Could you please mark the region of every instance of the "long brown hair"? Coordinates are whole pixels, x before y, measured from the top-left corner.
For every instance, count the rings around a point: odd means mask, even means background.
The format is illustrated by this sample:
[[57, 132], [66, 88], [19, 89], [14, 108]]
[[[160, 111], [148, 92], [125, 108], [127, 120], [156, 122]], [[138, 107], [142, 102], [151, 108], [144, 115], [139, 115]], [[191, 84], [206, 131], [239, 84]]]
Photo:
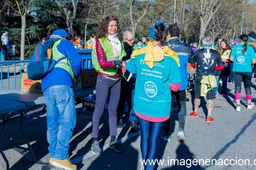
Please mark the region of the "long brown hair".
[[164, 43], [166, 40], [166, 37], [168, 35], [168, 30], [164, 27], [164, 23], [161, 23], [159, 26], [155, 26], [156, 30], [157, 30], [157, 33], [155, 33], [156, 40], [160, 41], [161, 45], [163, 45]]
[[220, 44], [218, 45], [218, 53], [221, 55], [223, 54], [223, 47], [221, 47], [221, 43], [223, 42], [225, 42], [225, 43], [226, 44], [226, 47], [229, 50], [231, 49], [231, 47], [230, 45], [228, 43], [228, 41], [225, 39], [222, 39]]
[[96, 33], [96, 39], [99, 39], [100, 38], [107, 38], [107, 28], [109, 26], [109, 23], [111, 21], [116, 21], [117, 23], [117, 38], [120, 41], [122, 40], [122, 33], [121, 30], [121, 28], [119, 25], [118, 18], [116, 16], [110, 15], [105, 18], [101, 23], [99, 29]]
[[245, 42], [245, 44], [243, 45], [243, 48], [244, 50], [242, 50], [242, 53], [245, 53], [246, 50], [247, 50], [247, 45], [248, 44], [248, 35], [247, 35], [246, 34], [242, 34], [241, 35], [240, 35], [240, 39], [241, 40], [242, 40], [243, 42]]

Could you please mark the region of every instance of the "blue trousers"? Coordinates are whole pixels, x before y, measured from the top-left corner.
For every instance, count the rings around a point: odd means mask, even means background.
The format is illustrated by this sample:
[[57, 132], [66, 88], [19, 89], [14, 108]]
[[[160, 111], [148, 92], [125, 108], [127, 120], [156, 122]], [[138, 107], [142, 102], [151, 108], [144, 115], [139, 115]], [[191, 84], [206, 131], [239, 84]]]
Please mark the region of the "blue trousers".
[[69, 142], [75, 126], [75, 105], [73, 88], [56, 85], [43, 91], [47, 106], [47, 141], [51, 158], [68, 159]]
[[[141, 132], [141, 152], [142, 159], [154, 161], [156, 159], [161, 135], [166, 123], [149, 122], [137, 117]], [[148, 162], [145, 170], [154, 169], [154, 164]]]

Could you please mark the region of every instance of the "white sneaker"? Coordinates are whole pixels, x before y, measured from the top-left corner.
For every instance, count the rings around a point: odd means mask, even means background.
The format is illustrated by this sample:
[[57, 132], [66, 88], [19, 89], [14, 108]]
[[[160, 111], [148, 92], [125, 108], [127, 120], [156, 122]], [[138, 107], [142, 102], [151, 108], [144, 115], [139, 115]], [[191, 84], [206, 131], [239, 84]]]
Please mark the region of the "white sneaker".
::::::::
## Given exercise
Restate the entire listing word for word, excluding pictures.

## Task response
Could you please mark the region of every instance of the "long brown hair"? Coordinates are whole pixels, x before y, measured from the top-left corner.
For every instance, count the rings around a point: odd means mask, even means background.
The format is illustrated by this sample:
[[57, 132], [66, 88], [19, 89], [14, 108]]
[[[160, 111], [148, 92], [125, 108], [127, 120], [156, 122]], [[138, 107], [142, 102], [151, 108], [144, 115], [139, 115]], [[191, 84], [206, 131], [239, 84]]]
Photo:
Please mark the region of the "long brown hair".
[[164, 43], [166, 40], [166, 37], [168, 35], [168, 30], [164, 27], [164, 23], [161, 23], [159, 26], [155, 26], [156, 30], [157, 30], [157, 33], [155, 33], [156, 40], [160, 41], [161, 45], [163, 45]]
[[220, 44], [218, 45], [218, 53], [221, 55], [223, 54], [223, 47], [221, 47], [221, 43], [223, 42], [225, 42], [225, 43], [226, 44], [226, 47], [229, 50], [231, 49], [231, 47], [230, 45], [228, 43], [228, 41], [225, 39], [222, 39]]
[[96, 33], [96, 39], [99, 39], [100, 38], [107, 38], [107, 28], [109, 26], [109, 23], [111, 21], [116, 21], [117, 23], [117, 38], [120, 41], [122, 40], [122, 33], [121, 30], [121, 28], [119, 25], [118, 18], [116, 16], [110, 15], [105, 18], [101, 23], [99, 29]]
[[245, 42], [245, 44], [243, 45], [243, 48], [244, 50], [242, 50], [242, 53], [245, 53], [246, 50], [247, 50], [247, 45], [248, 44], [248, 35], [247, 35], [246, 34], [242, 34], [241, 35], [240, 35], [240, 39], [241, 40], [242, 40], [243, 42]]

Could you please mark the region of every instance of the "blue trousers"? Coordinates are whole pixels, x before y, measured from the top-left corner.
For every instance, count the rings around a point: odd means mask, even means background.
The format is illustrated by this sample:
[[57, 132], [66, 88], [19, 89], [14, 108]]
[[[160, 111], [148, 92], [125, 108], [127, 120], [156, 122]], [[138, 107], [142, 102], [151, 108], [144, 115], [139, 115]], [[191, 84], [206, 131], [239, 84]]]
Please mark the region of the "blue trousers".
[[69, 142], [75, 126], [75, 105], [73, 88], [56, 85], [43, 91], [47, 106], [47, 141], [51, 158], [68, 159]]
[[[141, 132], [141, 152], [142, 159], [154, 161], [156, 159], [161, 135], [166, 123], [149, 122], [137, 117]], [[148, 162], [145, 170], [154, 169], [154, 164]]]

Could you please mark the region of every instance of the "white sneaker"? Coordinates are whole pixels, x before y, measured from the top-left corner.
For every instance, count the rings around a point: odd means mask, even means background.
The format is illustrated by this sample:
[[57, 132], [66, 88], [19, 89], [14, 108]]
[[[160, 111], [148, 92], [125, 108], [127, 120], [156, 122]], [[138, 107], [142, 102], [151, 108], [144, 115], [139, 115]], [[191, 84], [206, 131], [239, 84]]]
Please mark the region of the "white sneaker".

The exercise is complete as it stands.